[[ SUPPLIED DATA, beginning ]]

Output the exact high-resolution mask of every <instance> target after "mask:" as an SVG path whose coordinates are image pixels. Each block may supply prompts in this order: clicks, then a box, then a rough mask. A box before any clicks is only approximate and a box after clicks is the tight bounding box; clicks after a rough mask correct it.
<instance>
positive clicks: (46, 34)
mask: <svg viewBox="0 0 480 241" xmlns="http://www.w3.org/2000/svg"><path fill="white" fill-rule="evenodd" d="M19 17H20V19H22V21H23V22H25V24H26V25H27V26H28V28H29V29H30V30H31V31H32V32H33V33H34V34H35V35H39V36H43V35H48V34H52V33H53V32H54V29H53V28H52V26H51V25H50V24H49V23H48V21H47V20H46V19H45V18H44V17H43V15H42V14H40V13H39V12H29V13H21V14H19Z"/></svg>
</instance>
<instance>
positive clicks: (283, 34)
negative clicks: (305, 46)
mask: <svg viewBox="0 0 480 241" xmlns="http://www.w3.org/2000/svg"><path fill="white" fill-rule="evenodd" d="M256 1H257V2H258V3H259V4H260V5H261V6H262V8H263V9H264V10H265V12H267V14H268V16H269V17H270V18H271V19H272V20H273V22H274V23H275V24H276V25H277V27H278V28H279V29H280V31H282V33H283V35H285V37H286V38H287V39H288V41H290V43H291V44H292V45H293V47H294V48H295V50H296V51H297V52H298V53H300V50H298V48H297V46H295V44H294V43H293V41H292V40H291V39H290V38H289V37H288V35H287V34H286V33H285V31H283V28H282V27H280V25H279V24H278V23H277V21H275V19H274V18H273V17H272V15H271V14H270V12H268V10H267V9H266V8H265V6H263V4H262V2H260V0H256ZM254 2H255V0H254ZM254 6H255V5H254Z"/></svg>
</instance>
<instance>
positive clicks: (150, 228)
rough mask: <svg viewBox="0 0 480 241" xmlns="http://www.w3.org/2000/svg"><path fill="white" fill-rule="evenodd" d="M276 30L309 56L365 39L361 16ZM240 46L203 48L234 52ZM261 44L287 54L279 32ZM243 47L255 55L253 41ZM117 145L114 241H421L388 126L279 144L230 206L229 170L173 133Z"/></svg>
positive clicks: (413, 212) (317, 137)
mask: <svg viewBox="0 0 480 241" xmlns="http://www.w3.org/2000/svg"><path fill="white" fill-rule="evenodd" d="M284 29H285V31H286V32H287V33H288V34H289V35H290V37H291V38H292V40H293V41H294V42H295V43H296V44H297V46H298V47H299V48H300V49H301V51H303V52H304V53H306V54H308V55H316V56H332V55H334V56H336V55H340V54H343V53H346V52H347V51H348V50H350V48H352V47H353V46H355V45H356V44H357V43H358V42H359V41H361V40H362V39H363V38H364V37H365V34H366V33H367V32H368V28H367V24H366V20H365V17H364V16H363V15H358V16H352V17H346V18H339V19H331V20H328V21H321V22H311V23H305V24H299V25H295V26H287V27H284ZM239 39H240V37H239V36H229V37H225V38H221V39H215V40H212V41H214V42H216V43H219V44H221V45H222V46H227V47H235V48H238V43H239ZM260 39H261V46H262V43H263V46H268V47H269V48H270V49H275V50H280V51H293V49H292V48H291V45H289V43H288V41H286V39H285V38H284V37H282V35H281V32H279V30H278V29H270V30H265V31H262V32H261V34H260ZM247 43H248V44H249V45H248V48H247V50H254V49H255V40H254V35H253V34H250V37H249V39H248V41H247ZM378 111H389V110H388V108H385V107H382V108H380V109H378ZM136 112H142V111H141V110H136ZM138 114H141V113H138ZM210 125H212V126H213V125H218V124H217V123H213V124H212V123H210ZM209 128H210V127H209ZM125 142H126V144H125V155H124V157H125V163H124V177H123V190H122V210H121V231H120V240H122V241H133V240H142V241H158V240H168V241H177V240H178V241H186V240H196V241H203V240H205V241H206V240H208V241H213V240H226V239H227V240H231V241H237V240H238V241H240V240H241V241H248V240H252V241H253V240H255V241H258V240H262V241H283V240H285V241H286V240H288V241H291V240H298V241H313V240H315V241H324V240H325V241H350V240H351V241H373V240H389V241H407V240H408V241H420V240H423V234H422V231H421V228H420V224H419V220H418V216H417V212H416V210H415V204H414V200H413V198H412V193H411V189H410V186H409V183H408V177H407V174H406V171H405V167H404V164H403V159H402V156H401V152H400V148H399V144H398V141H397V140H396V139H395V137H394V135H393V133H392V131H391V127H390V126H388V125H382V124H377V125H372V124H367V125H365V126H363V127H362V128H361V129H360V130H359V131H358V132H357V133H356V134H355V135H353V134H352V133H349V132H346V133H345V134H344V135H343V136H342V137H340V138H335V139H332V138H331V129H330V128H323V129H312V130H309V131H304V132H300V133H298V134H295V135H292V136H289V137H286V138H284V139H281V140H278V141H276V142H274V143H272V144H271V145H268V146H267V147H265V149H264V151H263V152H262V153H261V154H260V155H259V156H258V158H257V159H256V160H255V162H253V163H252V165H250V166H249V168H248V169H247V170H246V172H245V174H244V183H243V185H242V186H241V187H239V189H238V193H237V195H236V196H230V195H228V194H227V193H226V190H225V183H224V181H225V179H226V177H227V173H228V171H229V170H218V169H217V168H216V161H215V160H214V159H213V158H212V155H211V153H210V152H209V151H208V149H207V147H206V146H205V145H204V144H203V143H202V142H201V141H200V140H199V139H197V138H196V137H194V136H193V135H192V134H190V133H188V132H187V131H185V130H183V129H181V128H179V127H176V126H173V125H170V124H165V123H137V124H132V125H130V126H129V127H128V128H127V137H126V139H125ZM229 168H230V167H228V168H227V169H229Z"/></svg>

[[ SUPPLIED DATA, end ]]

- _EXERCISE INSTRUCTIONS_
Pull out every line of the material above that contains the string "positive", treating uppercase and lowercase as different.

- _TASK RESPONSE_
positive clicks: (46, 34)
positive clicks: (283, 34)
positive clicks: (150, 228)
positive clicks: (413, 212) (317, 137)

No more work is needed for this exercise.